Problem statement »
Please reproduce, exactly and with nothing added, the line containing "# annotate every instance of the shirt" and every line after it to the end of the records.

Extracted data »

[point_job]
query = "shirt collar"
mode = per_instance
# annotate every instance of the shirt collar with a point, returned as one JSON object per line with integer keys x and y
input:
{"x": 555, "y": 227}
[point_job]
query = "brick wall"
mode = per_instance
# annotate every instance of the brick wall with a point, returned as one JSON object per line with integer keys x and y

Output below »
# annotate every instance of the shirt collar with a point, returned as one JSON object per line with integer keys x and y
input:
{"x": 555, "y": 227}
[point_job]
query = "brick wall"
mode = per_instance
# annotate every instance of the brick wall with a point, returned as one JSON object per line with integer keys x and y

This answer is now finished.